◆ Excerpt to read ◆
========================================================================

Obama said that he believes some types of revenue increases should be included. As part of his answer, he sought to provide some context about current levels of taxation, at least for the most highly compensated Americans.
"You can't reduce the deficit to the levels that it needs to be reduced without having some revenue in the mix," Obama said. "The revenue we're talking about isn't coming out of the pockets of middle-class families that are struggling -- it's coming out of folks who are doing extraordinarily well and who are enjoying the lowest tax rates since before I was born. If you're a -- if you are a wealthy CEO or a … hedge fund manager in America right now, your taxes are lower than they have ever been. They're lower than they've been since the 1950s."
We realize that Obama offered two different standards -- the lowest rates ever, and the lowest since the 1950s. We’ve decided to use the latter standard -- "since the 1950s" -- because the data is more consistent and easily accessible. (With one exception to fund the Civil War, there was no federal taxation prior to 1913.)
The most basic way to look at this question is to use the highest marginal rates for ordinary income -- what’s commonly called the "top tax bracket." This rate -- which today is 35 percent -- is applied to any money earned above a certain threshold. For 2011, that level is $379,150 for married couples filing jointly, for individuals and for heads of households, and $189,575 for married couples filing separately.
Assuming you’re talking about the "ordinary" income a CEO or a hedge fund manager earns -- a key assumption, which we’ll discuss in more detail later -- Obama is pretty close to right, but not 100 percent.

========================================================================

Coordinate annotation rows:
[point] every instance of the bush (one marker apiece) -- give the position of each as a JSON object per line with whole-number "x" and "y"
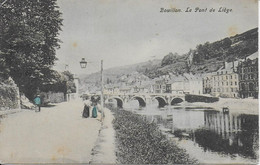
{"x": 139, "y": 142}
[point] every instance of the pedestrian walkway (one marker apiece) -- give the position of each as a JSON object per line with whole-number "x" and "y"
{"x": 104, "y": 150}
{"x": 57, "y": 134}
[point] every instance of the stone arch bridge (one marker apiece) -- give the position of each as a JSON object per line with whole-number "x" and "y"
{"x": 146, "y": 98}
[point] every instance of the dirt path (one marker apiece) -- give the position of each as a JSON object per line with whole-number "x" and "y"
{"x": 104, "y": 151}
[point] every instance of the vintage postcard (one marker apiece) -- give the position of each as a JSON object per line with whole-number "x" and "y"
{"x": 129, "y": 82}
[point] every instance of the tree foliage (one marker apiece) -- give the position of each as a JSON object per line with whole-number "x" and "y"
{"x": 28, "y": 39}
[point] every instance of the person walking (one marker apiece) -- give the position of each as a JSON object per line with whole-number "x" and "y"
{"x": 37, "y": 101}
{"x": 87, "y": 106}
{"x": 94, "y": 112}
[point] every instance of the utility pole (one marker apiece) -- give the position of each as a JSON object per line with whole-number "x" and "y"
{"x": 102, "y": 93}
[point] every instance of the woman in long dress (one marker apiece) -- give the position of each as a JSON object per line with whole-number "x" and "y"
{"x": 86, "y": 111}
{"x": 87, "y": 105}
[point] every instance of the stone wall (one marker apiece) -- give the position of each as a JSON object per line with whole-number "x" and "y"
{"x": 8, "y": 96}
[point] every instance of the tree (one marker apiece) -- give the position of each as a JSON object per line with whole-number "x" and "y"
{"x": 28, "y": 39}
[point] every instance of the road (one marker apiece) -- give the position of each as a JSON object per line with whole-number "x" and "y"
{"x": 57, "y": 134}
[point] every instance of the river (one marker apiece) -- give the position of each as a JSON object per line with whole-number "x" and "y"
{"x": 206, "y": 134}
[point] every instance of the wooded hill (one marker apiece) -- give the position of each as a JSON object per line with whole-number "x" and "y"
{"x": 207, "y": 57}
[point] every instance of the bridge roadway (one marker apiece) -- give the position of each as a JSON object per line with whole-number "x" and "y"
{"x": 144, "y": 98}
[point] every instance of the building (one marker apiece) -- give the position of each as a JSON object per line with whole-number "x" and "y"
{"x": 177, "y": 85}
{"x": 195, "y": 84}
{"x": 225, "y": 81}
{"x": 159, "y": 86}
{"x": 248, "y": 78}
{"x": 207, "y": 84}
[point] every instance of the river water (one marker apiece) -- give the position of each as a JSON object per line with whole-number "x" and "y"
{"x": 208, "y": 135}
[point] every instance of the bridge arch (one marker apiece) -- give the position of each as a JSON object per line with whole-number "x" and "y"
{"x": 140, "y": 99}
{"x": 162, "y": 101}
{"x": 119, "y": 101}
{"x": 176, "y": 100}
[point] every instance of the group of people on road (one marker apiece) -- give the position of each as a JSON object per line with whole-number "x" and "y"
{"x": 87, "y": 108}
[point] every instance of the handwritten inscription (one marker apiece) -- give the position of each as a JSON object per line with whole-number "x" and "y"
{"x": 197, "y": 10}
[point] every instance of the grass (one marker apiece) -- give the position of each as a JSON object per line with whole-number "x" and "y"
{"x": 139, "y": 142}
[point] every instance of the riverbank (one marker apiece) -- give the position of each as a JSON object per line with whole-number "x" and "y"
{"x": 141, "y": 142}
{"x": 9, "y": 111}
{"x": 57, "y": 134}
{"x": 104, "y": 150}
{"x": 245, "y": 106}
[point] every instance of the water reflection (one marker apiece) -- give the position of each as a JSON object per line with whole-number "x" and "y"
{"x": 233, "y": 134}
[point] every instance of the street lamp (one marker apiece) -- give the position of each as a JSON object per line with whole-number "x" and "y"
{"x": 83, "y": 64}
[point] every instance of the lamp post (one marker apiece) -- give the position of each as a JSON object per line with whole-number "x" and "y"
{"x": 83, "y": 64}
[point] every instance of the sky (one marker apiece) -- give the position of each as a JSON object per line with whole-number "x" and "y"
{"x": 124, "y": 32}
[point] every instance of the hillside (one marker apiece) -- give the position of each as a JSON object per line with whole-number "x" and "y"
{"x": 207, "y": 57}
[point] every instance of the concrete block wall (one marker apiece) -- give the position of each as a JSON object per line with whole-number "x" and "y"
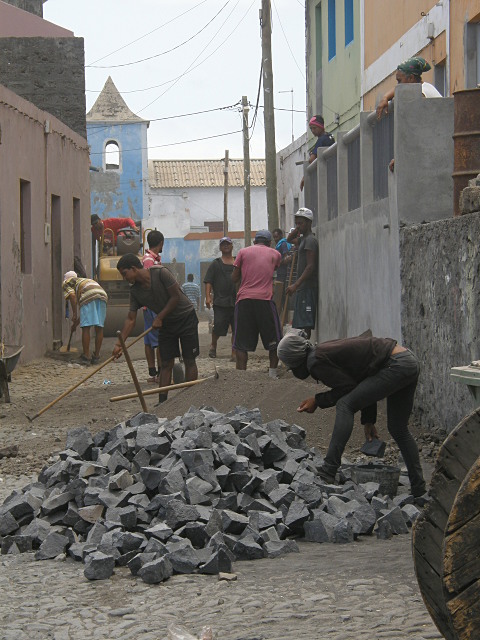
{"x": 32, "y": 6}
{"x": 423, "y": 155}
{"x": 440, "y": 279}
{"x": 49, "y": 73}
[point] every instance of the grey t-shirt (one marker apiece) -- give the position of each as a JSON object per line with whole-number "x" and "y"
{"x": 156, "y": 297}
{"x": 307, "y": 243}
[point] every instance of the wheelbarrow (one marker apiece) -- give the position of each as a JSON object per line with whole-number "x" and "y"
{"x": 9, "y": 356}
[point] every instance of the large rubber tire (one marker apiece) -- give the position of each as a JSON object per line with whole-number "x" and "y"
{"x": 457, "y": 455}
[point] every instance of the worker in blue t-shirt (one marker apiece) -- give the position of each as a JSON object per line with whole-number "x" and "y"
{"x": 324, "y": 139}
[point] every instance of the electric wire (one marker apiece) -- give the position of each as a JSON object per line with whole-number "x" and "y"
{"x": 254, "y": 119}
{"x": 98, "y": 130}
{"x": 163, "y": 53}
{"x": 170, "y": 144}
{"x": 146, "y": 34}
{"x": 190, "y": 67}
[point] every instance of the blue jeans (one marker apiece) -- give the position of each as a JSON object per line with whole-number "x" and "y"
{"x": 396, "y": 382}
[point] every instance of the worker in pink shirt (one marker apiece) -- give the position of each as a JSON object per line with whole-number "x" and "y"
{"x": 109, "y": 228}
{"x": 150, "y": 259}
{"x": 255, "y": 311}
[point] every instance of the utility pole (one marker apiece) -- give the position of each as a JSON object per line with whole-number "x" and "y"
{"x": 246, "y": 175}
{"x": 225, "y": 195}
{"x": 269, "y": 117}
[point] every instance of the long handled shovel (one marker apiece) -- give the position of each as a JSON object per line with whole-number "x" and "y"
{"x": 287, "y": 296}
{"x": 150, "y": 392}
{"x": 89, "y": 375}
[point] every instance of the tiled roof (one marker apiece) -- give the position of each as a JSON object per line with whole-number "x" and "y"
{"x": 181, "y": 174}
{"x": 111, "y": 107}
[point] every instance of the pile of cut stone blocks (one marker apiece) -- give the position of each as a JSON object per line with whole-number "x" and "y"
{"x": 192, "y": 494}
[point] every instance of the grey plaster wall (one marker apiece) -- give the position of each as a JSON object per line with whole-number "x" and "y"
{"x": 423, "y": 155}
{"x": 289, "y": 176}
{"x": 32, "y": 6}
{"x": 440, "y": 276}
{"x": 359, "y": 284}
{"x": 48, "y": 72}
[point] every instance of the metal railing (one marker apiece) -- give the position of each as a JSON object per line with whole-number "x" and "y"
{"x": 383, "y": 151}
{"x": 352, "y": 141}
{"x": 330, "y": 157}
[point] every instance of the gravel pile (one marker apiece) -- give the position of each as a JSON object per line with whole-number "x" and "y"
{"x": 192, "y": 494}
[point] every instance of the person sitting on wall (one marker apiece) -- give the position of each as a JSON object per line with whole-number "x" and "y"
{"x": 409, "y": 72}
{"x": 324, "y": 139}
{"x": 360, "y": 372}
{"x": 113, "y": 224}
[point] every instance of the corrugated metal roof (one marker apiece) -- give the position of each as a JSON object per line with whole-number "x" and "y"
{"x": 165, "y": 174}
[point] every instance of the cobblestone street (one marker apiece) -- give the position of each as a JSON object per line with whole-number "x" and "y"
{"x": 364, "y": 590}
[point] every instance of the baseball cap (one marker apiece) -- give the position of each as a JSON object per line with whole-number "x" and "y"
{"x": 265, "y": 234}
{"x": 303, "y": 212}
{"x": 68, "y": 275}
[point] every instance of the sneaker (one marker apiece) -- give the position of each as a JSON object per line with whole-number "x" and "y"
{"x": 162, "y": 397}
{"x": 326, "y": 476}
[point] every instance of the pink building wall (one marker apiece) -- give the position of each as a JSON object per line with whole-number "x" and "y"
{"x": 52, "y": 160}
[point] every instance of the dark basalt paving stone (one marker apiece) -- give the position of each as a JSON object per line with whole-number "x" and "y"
{"x": 192, "y": 494}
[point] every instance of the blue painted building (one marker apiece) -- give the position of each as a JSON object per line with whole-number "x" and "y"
{"x": 119, "y": 172}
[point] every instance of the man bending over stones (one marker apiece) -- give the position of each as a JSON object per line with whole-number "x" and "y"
{"x": 360, "y": 372}
{"x": 176, "y": 320}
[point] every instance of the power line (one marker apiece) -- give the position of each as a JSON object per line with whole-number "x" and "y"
{"x": 181, "y": 115}
{"x": 146, "y": 34}
{"x": 254, "y": 119}
{"x": 190, "y": 68}
{"x": 169, "y": 144}
{"x": 163, "y": 53}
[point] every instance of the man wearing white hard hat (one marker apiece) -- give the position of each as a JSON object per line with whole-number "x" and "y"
{"x": 255, "y": 311}
{"x": 306, "y": 285}
{"x": 89, "y": 307}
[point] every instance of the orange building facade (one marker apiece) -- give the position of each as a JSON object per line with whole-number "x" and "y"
{"x": 445, "y": 33}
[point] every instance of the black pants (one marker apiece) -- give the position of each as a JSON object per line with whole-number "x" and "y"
{"x": 396, "y": 382}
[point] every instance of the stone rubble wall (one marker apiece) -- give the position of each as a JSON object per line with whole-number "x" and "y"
{"x": 440, "y": 299}
{"x": 50, "y": 73}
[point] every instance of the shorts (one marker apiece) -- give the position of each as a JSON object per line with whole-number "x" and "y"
{"x": 305, "y": 310}
{"x": 93, "y": 313}
{"x": 223, "y": 317}
{"x": 183, "y": 331}
{"x": 151, "y": 339}
{"x": 254, "y": 318}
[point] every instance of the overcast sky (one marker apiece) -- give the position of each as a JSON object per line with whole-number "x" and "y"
{"x": 201, "y": 55}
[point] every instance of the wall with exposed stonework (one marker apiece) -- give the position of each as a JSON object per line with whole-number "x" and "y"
{"x": 440, "y": 282}
{"x": 49, "y": 73}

========================================================================

◆ Exercise directions ◆
Update the text on tax rates by writing out again the part that opens with the words containing "The most basic" and closes with "not 100 percent.", with "marginal rates" changed to "statutory rates". These rows were taken from a separate source.

◆ Expected output ◆
The most basic way to look at this question is to use the highest statutory rates for ordinary income -- what’s commonly called the "top tax bracket." This rate -- which today is 35 percent -- is applied to any money earned above a certain threshold. For 2011, that level is $379,150 for married couples filing jointly, for individuals and for heads of households, and $189,575 for married couples filing separately.
Assuming you’re talking about the "ordinary" income a CEO or a hedge fund manager earns -- a key assumption, which we’ll discuss in more detail later -- Obama is pretty close to right, but not 100 percent.